(Stored items)

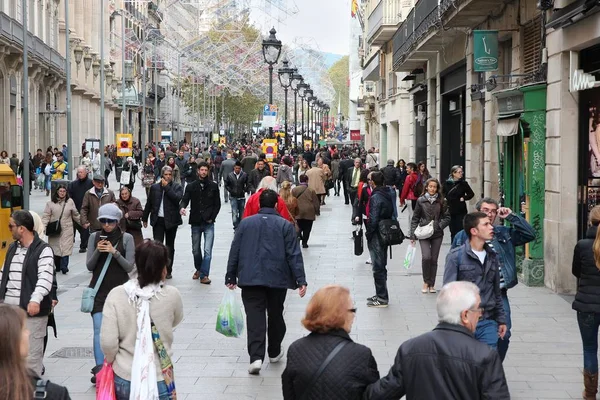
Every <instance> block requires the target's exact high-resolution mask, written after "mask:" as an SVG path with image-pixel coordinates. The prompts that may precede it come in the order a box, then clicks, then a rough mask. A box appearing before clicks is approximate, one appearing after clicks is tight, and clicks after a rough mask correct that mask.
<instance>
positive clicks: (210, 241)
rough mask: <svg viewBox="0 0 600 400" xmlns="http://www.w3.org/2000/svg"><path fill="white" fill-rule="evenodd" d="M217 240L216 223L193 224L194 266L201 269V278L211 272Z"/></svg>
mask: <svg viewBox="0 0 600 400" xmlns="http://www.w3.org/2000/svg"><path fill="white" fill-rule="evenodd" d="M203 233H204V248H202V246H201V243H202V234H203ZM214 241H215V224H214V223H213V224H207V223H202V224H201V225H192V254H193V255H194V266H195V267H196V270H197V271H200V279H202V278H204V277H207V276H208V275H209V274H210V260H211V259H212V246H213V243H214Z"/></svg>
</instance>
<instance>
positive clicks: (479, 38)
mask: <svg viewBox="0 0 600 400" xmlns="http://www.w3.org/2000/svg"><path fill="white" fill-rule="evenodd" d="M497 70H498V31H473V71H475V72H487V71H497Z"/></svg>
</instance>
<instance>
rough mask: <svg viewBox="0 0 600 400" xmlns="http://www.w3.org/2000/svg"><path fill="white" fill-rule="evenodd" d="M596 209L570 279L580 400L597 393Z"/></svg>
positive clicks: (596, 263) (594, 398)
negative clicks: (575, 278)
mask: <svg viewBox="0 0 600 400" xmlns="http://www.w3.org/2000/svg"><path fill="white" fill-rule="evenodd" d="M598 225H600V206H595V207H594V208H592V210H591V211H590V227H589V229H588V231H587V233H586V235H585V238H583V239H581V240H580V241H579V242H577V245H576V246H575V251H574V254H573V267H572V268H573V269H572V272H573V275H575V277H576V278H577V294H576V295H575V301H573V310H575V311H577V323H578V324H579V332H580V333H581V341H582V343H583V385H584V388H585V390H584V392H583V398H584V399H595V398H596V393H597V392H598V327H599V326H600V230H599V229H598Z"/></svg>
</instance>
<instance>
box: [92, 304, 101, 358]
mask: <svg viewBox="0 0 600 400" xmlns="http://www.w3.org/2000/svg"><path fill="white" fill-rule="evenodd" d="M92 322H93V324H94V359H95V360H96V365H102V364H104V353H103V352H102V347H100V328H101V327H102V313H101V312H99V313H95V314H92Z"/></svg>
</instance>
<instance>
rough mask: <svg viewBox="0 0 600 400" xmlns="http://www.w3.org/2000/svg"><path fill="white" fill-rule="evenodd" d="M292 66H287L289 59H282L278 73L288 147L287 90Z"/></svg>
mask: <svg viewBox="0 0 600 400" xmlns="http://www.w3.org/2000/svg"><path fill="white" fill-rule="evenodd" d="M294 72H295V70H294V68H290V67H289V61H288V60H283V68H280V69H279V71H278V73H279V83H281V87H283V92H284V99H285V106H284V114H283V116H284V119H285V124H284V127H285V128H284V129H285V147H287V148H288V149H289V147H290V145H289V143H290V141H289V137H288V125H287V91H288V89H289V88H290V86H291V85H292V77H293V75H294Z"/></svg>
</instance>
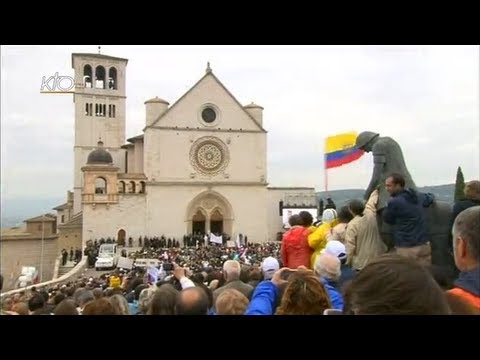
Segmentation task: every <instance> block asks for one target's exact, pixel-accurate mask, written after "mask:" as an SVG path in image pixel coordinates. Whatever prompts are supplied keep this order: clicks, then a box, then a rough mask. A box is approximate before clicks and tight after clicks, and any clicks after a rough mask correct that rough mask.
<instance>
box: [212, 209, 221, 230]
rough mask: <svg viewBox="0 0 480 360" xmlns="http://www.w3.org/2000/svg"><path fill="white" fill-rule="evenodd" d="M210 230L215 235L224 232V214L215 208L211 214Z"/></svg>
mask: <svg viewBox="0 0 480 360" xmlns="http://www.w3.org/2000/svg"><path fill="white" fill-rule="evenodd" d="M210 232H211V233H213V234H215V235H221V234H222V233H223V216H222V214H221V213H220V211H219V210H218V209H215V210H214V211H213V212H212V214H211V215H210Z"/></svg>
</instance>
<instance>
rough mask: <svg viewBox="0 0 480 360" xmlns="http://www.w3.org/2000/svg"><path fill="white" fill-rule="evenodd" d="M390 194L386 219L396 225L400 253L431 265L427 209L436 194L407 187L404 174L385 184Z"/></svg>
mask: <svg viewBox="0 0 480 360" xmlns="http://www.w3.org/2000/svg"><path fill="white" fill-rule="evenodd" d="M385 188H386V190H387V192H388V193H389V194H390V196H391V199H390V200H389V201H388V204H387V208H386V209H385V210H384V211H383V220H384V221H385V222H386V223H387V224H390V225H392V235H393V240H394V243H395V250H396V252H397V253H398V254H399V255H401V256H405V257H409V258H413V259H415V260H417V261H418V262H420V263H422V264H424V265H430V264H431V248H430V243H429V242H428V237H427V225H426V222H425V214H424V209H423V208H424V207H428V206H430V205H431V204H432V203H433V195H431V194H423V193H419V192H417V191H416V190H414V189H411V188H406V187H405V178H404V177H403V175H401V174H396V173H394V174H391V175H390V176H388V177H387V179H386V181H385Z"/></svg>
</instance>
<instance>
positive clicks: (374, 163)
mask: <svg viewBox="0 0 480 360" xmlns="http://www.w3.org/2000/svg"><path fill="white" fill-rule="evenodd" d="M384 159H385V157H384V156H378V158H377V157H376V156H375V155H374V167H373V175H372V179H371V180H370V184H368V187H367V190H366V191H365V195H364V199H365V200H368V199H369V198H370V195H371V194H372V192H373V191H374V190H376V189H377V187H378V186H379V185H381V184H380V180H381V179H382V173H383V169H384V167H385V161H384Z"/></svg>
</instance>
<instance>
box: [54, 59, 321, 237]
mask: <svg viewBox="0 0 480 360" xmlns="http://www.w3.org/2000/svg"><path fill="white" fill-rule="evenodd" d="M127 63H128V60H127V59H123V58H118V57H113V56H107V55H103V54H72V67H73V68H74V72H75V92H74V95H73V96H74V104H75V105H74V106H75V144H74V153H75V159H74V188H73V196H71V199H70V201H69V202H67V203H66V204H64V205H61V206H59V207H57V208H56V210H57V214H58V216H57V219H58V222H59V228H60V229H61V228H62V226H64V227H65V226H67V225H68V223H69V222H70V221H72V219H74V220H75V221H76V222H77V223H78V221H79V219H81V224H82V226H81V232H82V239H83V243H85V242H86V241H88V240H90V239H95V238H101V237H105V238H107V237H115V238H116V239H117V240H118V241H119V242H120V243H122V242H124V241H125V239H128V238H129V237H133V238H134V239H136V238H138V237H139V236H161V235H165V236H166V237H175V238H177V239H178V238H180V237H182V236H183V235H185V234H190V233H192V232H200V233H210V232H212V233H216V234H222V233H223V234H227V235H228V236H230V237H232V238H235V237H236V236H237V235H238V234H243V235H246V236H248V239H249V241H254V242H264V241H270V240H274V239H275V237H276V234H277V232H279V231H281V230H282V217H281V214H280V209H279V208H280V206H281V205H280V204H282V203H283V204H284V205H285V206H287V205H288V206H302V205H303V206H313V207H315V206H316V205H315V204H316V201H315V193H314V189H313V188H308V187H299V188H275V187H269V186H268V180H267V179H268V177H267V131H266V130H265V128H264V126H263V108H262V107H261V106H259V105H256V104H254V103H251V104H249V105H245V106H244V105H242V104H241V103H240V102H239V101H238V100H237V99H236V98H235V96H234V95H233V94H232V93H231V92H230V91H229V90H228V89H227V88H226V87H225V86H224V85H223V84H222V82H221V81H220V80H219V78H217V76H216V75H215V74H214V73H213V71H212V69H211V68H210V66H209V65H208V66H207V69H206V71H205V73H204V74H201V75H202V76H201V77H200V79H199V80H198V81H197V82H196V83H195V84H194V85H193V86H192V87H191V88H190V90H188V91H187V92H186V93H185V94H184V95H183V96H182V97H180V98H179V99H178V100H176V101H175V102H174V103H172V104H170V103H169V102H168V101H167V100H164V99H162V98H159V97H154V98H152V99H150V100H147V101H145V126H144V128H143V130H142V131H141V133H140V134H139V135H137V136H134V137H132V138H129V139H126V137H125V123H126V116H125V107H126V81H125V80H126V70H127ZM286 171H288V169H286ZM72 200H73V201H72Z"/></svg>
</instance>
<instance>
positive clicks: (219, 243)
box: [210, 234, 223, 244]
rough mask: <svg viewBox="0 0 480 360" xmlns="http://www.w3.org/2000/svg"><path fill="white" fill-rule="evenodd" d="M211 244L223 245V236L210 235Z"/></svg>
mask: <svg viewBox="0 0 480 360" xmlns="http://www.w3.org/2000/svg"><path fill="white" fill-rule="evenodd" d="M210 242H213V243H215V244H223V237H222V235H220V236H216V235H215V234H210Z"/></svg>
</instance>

▶ _EXERCISE REQUIREMENTS_
The lines to be transcribed are those from the first line of the data above through the line holding "positive clicks: (596, 263) (594, 398)", inclusive; copy them exactly and only, leaving out the pictures.

▶ _RESPONSE TO THIS EXERCISE_
Every <instance> block requires the target's exact high-resolution mask, written after "mask:" as an SVG path with image-pixel coordinates. The prompts that may precede it come in the order a box, then clicks, then a rough mask. A box appearing before clicks is approximate, one appearing after clicks is tight, and clicks after a rough mask correct that mask.
<instance>
positive clicks: (210, 241)
rough mask: <svg viewBox="0 0 600 400" xmlns="http://www.w3.org/2000/svg"><path fill="white" fill-rule="evenodd" d="M217 240L216 223L193 224L194 266L201 269V278L211 272Z"/></svg>
mask: <svg viewBox="0 0 600 400" xmlns="http://www.w3.org/2000/svg"><path fill="white" fill-rule="evenodd" d="M203 233H204V248H202V246H201V243H202V234H203ZM214 241H215V224H214V223H213V224H207V223H202V224H201V225H192V254H193V255H194V266H195V267H196V270H197V271H200V279H202V278H204V277H207V276H208V275H209V274H210V260H211V259H212V246H213V243H214Z"/></svg>
</instance>
<instance>
positive clicks: (479, 38)
mask: <svg viewBox="0 0 600 400" xmlns="http://www.w3.org/2000/svg"><path fill="white" fill-rule="evenodd" d="M497 70H498V31H473V71H475V72H487V71H497Z"/></svg>
</instance>
<instance>
rough mask: <svg viewBox="0 0 600 400" xmlns="http://www.w3.org/2000/svg"><path fill="white" fill-rule="evenodd" d="M596 209L570 279L580 400L597 393Z"/></svg>
positive clicks: (596, 263) (594, 398)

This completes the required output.